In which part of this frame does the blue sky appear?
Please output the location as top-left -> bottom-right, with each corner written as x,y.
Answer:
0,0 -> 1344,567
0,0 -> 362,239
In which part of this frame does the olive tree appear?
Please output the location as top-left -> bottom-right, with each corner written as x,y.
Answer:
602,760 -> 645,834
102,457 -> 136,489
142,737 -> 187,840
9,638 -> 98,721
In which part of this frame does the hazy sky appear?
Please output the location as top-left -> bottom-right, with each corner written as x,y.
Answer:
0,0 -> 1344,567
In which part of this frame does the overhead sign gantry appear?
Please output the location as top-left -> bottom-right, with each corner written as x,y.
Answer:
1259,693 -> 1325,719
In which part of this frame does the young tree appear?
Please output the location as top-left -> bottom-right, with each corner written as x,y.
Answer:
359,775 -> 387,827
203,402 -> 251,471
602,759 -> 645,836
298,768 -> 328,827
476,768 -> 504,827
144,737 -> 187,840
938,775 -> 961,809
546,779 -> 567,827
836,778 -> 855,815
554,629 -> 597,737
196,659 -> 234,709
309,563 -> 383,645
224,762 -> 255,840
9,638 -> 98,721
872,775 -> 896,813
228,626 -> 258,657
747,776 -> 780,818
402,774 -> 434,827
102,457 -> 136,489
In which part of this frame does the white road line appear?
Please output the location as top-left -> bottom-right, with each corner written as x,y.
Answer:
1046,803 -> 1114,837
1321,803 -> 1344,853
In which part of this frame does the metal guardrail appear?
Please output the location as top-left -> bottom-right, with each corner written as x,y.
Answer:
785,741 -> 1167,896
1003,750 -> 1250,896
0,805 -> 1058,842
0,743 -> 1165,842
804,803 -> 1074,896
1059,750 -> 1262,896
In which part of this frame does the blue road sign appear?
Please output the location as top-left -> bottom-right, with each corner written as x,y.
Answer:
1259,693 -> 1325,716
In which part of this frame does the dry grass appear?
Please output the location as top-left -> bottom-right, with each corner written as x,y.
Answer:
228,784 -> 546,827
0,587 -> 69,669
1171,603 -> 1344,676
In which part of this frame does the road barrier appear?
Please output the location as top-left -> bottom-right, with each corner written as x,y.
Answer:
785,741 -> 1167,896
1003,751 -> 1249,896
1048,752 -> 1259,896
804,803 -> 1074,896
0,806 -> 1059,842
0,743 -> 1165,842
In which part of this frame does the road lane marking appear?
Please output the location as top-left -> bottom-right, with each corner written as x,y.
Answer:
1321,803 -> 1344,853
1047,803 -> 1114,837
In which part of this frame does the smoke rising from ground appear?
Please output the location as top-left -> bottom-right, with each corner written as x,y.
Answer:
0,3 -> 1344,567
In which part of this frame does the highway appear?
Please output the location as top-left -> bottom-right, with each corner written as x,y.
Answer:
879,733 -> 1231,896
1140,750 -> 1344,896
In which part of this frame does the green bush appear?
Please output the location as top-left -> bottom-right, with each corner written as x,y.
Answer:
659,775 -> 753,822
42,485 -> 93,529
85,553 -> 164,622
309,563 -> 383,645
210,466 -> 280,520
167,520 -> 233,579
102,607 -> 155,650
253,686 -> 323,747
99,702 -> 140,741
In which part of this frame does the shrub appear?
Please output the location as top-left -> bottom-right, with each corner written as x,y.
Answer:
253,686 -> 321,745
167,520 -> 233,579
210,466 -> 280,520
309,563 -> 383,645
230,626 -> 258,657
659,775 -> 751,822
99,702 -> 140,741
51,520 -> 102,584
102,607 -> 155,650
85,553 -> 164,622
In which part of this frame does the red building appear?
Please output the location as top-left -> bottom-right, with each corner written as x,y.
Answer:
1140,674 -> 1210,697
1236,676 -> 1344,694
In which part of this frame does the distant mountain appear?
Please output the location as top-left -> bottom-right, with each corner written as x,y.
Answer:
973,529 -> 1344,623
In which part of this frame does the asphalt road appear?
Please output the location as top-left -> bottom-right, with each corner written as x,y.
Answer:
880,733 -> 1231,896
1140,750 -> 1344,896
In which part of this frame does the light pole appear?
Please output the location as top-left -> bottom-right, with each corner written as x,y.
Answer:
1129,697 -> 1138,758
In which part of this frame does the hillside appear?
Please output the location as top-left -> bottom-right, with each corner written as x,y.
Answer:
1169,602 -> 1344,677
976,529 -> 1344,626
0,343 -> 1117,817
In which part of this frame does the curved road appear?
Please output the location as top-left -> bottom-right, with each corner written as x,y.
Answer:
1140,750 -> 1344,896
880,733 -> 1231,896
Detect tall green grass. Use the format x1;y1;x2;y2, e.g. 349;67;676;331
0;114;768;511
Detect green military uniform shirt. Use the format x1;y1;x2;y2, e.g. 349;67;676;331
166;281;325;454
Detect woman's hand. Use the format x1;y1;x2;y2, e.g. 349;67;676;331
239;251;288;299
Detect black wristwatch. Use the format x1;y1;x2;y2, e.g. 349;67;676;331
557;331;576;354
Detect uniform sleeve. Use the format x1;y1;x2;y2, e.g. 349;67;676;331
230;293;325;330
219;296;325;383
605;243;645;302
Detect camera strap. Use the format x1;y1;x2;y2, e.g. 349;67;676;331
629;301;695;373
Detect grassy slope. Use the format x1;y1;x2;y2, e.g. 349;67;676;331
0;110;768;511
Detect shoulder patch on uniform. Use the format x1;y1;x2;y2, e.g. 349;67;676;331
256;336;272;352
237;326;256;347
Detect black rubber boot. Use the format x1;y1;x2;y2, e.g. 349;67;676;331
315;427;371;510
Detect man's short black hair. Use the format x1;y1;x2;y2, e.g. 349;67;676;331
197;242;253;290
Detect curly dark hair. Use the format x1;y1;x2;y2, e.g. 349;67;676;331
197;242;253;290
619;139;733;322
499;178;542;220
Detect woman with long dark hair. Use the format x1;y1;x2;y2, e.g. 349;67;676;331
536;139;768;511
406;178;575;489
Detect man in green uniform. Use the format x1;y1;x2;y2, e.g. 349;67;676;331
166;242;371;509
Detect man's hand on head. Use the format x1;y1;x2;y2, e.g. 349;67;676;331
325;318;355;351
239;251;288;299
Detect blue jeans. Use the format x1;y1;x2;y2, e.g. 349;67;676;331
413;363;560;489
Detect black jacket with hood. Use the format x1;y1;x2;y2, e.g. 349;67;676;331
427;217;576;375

--------------------------------

Copy out every one of the entries above verbatim, leaving each line unaltered.

In which part of this frame does the blue sky appear?
Please output the location as top-left -> bottom-right, with each corner written as x,y.
Answer:
0,0 -> 1344,567
0,0 -> 362,239
In which part of this frame does the olive tree appear?
Please output the location as top-left -> bottom-right, with each corner written as x,y.
Answer:
602,760 -> 645,834
102,457 -> 136,489
142,737 -> 187,840
9,638 -> 98,721
In which part of this frame does the hazy sky appear?
Please output the location as top-left -> bottom-right, with each corner written as x,y.
Answer:
0,0 -> 1344,567
In which part of this frame does the overhead sign gantry appear?
Please output the location as top-left -> bottom-right, with each corner written as x,y.
Answer:
1259,693 -> 1325,719
In which part of this frame does the young tree appear?
Please output the location as top-left -> bottom-right, with each corner written as x,y.
Answer:
359,775 -> 387,827
203,402 -> 251,471
602,759 -> 645,836
298,768 -> 328,827
476,768 -> 504,827
144,737 -> 187,840
938,775 -> 961,809
546,779 -> 567,827
836,778 -> 855,815
554,629 -> 597,737
196,659 -> 234,709
309,563 -> 383,645
224,762 -> 255,840
9,638 -> 98,721
872,775 -> 896,813
228,626 -> 258,657
747,776 -> 780,818
402,774 -> 434,827
102,457 -> 136,489
In which part of this frame does the white road line appear?
Please output the location as top-left -> bottom-right, with each corner written as x,y.
Answer:
1046,803 -> 1114,837
1321,803 -> 1344,853
In which part of this frame does the metal guardrail appear?
Please output the location as top-left -> bottom-right, with each corner written as x,y.
Answer:
785,741 -> 1167,896
1003,750 -> 1250,896
0,805 -> 1058,842
0,743 -> 1165,842
804,803 -> 1074,896
1059,750 -> 1262,896
In which part of this frame does the blue road sign appear?
Please output the location as top-left -> bottom-right, with each corner written as x,y.
Answer:
1259,693 -> 1325,716
In which part of this frame does the dry grass appear?
Please output the location as top-left -> bottom-right, with each corner written as x,y.
Answer:
228,784 -> 546,827
0,587 -> 69,669
1171,603 -> 1344,676
In which part of this frame does the road barrier appear?
Please output the location as top-left -> bottom-right, with each corner written as x,y.
Answer:
785,741 -> 1167,896
1003,751 -> 1249,896
1048,752 -> 1259,896
804,803 -> 1074,896
0,806 -> 1059,842
0,743 -> 1165,842
In which part of this frame does the road lane marking appear?
Please output the location as top-left -> bottom-right, with each corner written as x,y.
Answer:
1321,803 -> 1344,853
1047,803 -> 1114,837
In which part of this frame does the smoke rising from ground appear?
Please output the location as top-left -> bottom-right, with each corner written as x,y.
Answer:
0,3 -> 1344,567
In which part of this frame does the highway appear?
Please output the location as top-left -> bottom-right, with each corner written as x,y.
Answer:
879,733 -> 1231,896
1140,750 -> 1344,896
In which part of this frame does the green bush appear?
Please output the location as top-left -> bottom-right, with each corner written as x,y.
Answer:
659,775 -> 753,822
42,485 -> 93,529
85,553 -> 164,622
309,563 -> 383,645
210,466 -> 280,520
167,520 -> 233,579
102,607 -> 155,650
253,686 -> 323,747
99,702 -> 140,741
In which part of this frame does the shrub appear?
Please output the location as top-left -> bottom-right, with each corner written as x,y.
Answer:
253,686 -> 321,745
167,520 -> 233,579
210,466 -> 280,520
309,563 -> 383,645
230,626 -> 258,657
659,775 -> 751,822
99,702 -> 140,741
51,520 -> 102,584
102,607 -> 155,650
85,553 -> 164,622
In which part of this frame does the red building appear?
Please output the location as top-left -> bottom-right, with each corner written as x,y.
Answer:
1140,674 -> 1210,697
1236,676 -> 1344,694
In which part of this frame does the distant mountain appear?
Please output the location as top-left -> bottom-right, with each corner written as x,y.
Answer:
973,529 -> 1344,623
In which part of this frame does the asphalt road appear?
Please output the location as top-left -> bottom-right, with each corner written as x,y.
Answer:
880,733 -> 1231,896
1140,750 -> 1344,896
In which part of this frame does the light pole appear?
Please output the location as top-left -> bottom-right, with each corner written as x,y.
Answer:
1129,697 -> 1138,758
In which part of this frame does the hillside appear?
Please output the location as top-left -> bottom-right, with each corner written as x,y.
Answer:
1169,602 -> 1344,677
976,529 -> 1344,626
0,343 -> 1117,817
In which part of this frame does the curved road appear?
Please output the location as top-left -> bottom-right, with each corner written as x,y.
Answer:
1140,750 -> 1344,896
880,733 -> 1231,896
Detect tall green grass. Use the format x1;y1;x2;y2, e.g. 349;67;676;331
0;114;768;511
Detect green military uniform shirt. Use the format x1;y1;x2;y2, e.g. 349;67;676;331
166;281;325;454
Detect woman's hand. Use the format x1;y1;x2;y2, e.g. 349;67;676;331
239;251;288;299
Detect black wristwatch. Use the format x1;y1;x2;y2, e.g. 349;67;676;331
557;331;576;354
Detect uniform sleeve. Use the format x1;y1;x2;y2, e.g. 349;67;676;331
230;293;325;330
219;296;325;383
605;243;645;302
Detect camera strap. Use the format x1;y1;x2;y2, e.g. 349;67;676;331
629;301;695;373
Detect grassy slope. Use the format x1;y1;x2;y2, e.g. 349;67;676;331
0;110;768;511
Detect shoulder patch on uniform. Use the format x1;y1;x2;y2, e.g. 349;67;676;331
256;336;272;352
237;326;256;347
Detect black rubber boot. Use the format x1;y1;x2;y2, e.g. 349;67;676;331
315;427;371;510
Detect man's short black hair. Use the format x1;y1;x2;y2, e.g. 349;67;676;331
197;242;253;290
Detect curly dark hair. Use the format x1;y1;x2;y2, e.g. 349;67;676;331
197;242;253;290
619;139;733;322
499;178;542;220
Detect woman with long dark hair. Use the format x1;y1;x2;y2, e.g. 349;67;676;331
536;139;768;511
406;178;575;489
Detect man in green uniform. Use the format x1;y1;x2;y2, e.g. 349;67;676;331
166;242;371;509
Detect man's hand on head. Use the format x1;y1;x2;y2, e.g. 349;67;676;331
325;318;355;351
239;251;288;299
Detect blue jeans. Use the format x1;y1;x2;y2, e.g. 349;67;676;331
413;363;560;489
Detect black jacket with hood. Use the format x1;y1;x2;y2, e.g. 349;67;676;331
427;217;576;375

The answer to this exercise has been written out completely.